PROMPT: Below is a listing. Output every line of it exactly.

GIVEN RECORDS:
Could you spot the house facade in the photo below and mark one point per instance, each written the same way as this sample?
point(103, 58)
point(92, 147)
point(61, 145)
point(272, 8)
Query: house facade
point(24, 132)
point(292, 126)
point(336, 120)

ANSWER BOX:
Could you spot the house facade in the photo below and mark one point per instance, each written the same way as this sample?
point(103, 58)
point(92, 147)
point(61, 145)
point(272, 8)
Query: house facade
point(24, 132)
point(292, 126)
point(336, 120)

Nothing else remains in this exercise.